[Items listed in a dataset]
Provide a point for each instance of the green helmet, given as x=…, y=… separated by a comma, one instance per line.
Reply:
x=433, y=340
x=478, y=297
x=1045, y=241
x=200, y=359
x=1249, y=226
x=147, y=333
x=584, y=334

- [What is being asked] Exactly as written, give the records again.

- [Finished task]
Provide a point for each instance of the green helmet, given as x=…, y=… separated by a comma, one instance per line.
Reply:
x=433, y=340
x=478, y=297
x=1045, y=241
x=200, y=359
x=1249, y=226
x=147, y=333
x=584, y=334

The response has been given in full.